**Work instructions**. Below are records; quote them exactly from the first line through the line that contains "Target: woman's hand".

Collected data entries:

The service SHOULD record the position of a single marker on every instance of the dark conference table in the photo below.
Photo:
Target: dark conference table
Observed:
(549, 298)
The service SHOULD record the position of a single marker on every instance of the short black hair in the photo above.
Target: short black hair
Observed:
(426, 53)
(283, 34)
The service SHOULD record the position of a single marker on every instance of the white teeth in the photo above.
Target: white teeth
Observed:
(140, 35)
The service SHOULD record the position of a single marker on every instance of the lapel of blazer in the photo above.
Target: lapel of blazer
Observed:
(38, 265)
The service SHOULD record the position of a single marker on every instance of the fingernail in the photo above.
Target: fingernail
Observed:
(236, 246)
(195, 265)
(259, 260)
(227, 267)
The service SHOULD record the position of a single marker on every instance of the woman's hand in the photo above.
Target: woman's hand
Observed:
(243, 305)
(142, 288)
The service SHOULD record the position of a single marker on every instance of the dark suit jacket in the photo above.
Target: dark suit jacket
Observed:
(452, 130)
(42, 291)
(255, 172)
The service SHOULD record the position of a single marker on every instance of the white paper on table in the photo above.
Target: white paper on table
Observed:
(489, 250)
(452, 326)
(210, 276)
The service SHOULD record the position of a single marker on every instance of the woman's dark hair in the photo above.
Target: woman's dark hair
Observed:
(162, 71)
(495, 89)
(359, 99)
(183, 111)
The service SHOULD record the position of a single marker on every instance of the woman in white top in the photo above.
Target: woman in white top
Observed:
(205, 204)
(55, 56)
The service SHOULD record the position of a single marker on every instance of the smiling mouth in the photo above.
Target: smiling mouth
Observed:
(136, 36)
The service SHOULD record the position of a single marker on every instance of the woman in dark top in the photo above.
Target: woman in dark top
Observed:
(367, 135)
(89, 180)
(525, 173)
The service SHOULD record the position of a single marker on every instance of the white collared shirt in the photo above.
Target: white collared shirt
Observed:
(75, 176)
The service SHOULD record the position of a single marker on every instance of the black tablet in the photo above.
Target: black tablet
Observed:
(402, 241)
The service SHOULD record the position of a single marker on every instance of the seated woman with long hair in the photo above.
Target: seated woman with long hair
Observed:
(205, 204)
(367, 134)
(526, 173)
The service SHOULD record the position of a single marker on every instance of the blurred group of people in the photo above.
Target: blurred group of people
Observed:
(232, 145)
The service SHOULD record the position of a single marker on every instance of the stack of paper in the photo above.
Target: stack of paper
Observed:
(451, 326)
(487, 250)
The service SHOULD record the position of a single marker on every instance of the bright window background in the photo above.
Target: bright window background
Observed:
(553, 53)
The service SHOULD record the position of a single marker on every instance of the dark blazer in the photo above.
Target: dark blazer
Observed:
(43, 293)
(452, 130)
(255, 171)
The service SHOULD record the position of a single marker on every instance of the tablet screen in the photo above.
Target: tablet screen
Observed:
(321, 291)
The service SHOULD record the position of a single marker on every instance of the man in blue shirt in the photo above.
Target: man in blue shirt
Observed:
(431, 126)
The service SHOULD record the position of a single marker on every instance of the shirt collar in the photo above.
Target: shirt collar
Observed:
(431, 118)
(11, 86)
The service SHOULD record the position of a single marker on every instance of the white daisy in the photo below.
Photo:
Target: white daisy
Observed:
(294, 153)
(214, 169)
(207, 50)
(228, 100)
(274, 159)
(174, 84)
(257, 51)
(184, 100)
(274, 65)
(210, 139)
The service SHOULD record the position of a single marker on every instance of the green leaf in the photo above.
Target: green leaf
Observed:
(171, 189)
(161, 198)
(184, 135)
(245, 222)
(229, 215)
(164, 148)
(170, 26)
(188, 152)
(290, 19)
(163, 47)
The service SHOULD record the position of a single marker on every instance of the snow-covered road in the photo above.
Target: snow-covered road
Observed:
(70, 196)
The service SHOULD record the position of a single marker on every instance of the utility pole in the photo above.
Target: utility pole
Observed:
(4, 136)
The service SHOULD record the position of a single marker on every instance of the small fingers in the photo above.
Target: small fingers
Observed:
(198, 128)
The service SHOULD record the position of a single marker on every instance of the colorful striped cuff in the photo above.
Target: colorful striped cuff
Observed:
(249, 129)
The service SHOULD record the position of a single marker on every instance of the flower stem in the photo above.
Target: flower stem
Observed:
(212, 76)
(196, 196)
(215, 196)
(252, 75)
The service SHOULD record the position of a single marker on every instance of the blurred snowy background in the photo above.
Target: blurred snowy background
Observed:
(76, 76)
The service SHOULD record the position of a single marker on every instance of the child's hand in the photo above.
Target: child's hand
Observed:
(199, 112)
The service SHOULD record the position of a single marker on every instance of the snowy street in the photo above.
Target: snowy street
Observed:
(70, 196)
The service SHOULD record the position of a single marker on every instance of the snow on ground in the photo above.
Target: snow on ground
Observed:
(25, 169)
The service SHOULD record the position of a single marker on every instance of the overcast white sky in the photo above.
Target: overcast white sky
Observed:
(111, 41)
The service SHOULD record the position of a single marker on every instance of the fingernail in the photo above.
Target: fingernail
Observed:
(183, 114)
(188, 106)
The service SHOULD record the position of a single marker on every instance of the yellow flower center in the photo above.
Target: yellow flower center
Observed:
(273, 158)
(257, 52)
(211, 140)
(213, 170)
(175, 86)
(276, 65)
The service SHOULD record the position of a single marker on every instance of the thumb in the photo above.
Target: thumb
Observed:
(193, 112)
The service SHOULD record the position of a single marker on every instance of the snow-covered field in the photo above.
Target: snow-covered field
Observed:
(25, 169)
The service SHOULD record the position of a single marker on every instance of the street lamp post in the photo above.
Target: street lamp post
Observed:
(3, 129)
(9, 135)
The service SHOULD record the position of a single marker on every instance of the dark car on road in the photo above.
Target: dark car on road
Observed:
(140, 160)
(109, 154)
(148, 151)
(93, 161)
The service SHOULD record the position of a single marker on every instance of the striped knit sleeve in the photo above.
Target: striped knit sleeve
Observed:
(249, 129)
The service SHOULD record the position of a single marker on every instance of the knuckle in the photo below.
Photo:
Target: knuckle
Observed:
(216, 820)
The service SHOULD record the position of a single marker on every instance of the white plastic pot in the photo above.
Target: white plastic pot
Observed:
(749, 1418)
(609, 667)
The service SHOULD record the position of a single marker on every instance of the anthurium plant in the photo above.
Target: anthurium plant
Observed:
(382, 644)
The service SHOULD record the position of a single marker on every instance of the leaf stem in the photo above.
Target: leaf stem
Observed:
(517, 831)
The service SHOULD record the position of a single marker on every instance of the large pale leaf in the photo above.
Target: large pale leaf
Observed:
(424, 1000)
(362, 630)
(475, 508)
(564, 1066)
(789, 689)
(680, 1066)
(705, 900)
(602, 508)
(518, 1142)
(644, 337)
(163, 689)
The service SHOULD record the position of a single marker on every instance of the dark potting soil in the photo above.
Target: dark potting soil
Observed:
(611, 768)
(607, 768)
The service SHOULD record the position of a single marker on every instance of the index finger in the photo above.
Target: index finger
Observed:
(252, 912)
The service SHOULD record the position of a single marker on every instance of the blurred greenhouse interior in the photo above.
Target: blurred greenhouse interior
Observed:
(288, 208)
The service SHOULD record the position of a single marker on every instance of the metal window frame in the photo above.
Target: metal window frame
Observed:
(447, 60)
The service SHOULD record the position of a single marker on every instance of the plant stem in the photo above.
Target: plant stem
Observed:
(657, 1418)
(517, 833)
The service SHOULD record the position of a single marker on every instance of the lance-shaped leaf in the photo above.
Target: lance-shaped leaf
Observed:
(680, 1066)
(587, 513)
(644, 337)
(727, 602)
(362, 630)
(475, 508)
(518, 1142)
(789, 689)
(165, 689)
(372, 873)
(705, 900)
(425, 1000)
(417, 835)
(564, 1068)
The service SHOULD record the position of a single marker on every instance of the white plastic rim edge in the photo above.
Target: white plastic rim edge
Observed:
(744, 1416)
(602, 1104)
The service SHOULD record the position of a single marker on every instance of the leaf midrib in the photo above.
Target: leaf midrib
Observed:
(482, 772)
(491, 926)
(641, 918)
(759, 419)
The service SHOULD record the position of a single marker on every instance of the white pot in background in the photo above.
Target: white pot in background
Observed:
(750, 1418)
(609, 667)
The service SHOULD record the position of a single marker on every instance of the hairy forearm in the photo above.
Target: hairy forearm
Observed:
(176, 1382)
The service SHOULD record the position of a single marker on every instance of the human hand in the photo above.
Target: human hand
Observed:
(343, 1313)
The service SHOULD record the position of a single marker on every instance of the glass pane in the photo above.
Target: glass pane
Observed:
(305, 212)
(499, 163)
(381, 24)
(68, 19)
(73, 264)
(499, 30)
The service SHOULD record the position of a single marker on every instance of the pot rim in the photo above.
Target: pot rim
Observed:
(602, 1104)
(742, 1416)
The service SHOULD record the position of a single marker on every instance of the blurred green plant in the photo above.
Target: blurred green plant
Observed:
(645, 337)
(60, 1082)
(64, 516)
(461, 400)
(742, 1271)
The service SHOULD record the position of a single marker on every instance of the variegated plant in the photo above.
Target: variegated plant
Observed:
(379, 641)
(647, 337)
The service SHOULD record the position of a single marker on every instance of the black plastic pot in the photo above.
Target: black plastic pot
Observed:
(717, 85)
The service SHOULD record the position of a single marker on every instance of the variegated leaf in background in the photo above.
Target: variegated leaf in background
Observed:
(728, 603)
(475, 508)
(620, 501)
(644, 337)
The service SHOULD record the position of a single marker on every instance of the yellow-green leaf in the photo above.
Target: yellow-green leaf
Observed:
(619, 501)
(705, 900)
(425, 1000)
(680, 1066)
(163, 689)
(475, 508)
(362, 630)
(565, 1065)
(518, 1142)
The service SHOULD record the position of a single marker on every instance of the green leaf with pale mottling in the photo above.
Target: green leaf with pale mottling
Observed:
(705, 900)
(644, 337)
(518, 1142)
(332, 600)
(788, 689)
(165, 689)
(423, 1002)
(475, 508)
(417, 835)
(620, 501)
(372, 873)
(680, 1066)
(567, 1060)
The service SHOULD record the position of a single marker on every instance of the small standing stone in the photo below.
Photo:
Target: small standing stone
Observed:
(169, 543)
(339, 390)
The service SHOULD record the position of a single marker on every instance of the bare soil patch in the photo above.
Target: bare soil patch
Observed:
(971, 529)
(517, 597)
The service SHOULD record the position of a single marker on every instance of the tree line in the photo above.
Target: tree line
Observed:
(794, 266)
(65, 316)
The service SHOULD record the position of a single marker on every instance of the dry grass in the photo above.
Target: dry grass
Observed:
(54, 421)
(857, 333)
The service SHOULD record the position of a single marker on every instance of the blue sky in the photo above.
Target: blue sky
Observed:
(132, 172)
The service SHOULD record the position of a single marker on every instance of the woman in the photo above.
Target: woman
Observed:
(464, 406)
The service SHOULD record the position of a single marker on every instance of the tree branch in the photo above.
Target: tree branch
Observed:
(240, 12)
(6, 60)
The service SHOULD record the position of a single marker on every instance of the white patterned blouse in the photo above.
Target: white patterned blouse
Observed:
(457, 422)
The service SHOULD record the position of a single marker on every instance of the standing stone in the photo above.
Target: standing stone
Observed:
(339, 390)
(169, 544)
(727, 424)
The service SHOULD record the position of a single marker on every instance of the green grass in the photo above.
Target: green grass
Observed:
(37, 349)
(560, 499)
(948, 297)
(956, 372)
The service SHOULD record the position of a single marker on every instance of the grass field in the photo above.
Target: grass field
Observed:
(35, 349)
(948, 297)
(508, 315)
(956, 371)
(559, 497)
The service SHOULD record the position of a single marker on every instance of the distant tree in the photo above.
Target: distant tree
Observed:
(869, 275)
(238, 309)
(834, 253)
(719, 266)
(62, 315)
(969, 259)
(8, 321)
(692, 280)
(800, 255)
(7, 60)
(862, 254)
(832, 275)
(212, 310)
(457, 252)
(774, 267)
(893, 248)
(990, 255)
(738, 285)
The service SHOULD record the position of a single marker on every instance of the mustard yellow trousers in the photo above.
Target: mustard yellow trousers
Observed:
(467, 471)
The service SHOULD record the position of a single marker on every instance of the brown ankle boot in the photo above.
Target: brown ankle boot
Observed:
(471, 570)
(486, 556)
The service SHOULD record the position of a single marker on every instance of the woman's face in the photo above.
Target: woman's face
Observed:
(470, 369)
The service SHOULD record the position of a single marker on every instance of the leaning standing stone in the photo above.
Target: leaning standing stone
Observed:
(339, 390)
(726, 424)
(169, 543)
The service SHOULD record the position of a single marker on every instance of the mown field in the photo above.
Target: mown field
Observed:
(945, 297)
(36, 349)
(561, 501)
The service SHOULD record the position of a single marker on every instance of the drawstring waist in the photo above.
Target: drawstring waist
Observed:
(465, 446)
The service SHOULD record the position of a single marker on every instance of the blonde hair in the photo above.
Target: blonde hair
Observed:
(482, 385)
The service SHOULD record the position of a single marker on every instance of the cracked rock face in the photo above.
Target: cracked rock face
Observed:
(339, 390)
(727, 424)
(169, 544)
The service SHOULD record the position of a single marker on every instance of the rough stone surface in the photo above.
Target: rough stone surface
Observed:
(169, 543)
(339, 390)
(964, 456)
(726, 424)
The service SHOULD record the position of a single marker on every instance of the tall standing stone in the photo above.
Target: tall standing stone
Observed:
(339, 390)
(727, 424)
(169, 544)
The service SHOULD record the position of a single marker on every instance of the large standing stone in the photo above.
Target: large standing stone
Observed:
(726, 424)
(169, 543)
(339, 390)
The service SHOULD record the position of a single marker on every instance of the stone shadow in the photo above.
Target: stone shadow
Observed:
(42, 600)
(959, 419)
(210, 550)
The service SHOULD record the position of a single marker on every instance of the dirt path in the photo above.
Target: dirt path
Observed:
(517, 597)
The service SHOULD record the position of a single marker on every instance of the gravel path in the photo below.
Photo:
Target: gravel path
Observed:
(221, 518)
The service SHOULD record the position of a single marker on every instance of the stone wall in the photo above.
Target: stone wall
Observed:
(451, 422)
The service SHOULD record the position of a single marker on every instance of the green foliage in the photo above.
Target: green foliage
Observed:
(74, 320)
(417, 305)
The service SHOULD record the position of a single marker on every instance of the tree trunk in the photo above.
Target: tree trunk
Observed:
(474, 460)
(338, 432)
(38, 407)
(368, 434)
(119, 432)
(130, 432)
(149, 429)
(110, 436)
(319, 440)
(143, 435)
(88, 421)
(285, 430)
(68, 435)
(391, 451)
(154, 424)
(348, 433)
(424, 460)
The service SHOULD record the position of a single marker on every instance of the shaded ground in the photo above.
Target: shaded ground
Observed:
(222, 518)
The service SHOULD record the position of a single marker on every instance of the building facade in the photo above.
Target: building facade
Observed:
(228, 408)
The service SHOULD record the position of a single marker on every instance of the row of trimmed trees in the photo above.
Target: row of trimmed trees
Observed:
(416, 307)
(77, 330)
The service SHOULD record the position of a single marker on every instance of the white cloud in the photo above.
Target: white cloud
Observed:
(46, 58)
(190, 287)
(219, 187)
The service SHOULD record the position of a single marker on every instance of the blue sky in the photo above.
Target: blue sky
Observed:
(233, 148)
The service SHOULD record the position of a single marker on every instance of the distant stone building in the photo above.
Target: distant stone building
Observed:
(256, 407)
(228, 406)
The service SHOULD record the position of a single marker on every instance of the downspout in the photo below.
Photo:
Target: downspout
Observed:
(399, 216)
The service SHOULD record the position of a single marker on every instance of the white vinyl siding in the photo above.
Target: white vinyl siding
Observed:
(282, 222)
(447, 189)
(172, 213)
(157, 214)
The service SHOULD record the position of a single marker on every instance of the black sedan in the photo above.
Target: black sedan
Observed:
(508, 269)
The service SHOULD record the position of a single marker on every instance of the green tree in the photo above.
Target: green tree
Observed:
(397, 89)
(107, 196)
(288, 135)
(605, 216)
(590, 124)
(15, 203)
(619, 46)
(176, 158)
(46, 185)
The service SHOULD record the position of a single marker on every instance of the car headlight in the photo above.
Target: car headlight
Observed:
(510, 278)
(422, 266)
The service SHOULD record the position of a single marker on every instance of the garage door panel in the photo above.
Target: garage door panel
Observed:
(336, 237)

**Result for this task**.
The service SHOULD record the position of a single marker on every instance of the dark conference table in the photo below.
Photo:
Target: dark conference table
Observed:
(549, 298)
The service SHOULD record the position of a single marker on every instance of the short black hair in the photo above.
Target: short black hair
Observed:
(426, 53)
(283, 34)
The service SHOULD record the position of a single marker on every instance of the white teeth in the photo above.
Target: white teeth
Observed:
(140, 35)
The service SHOULD record the position of a single marker on every instance of the lapel of blazer in the photo above.
Target: lapel of blazer
Observed:
(38, 265)
The service SHOULD record the position of a single marker on every instance of the fingernail in the photo above.
Target: fingernail
Observed:
(236, 246)
(195, 265)
(259, 260)
(227, 267)
The service SHOULD record the position of a single marker on every instance of the woman's hand in the photo above.
Target: woman's hand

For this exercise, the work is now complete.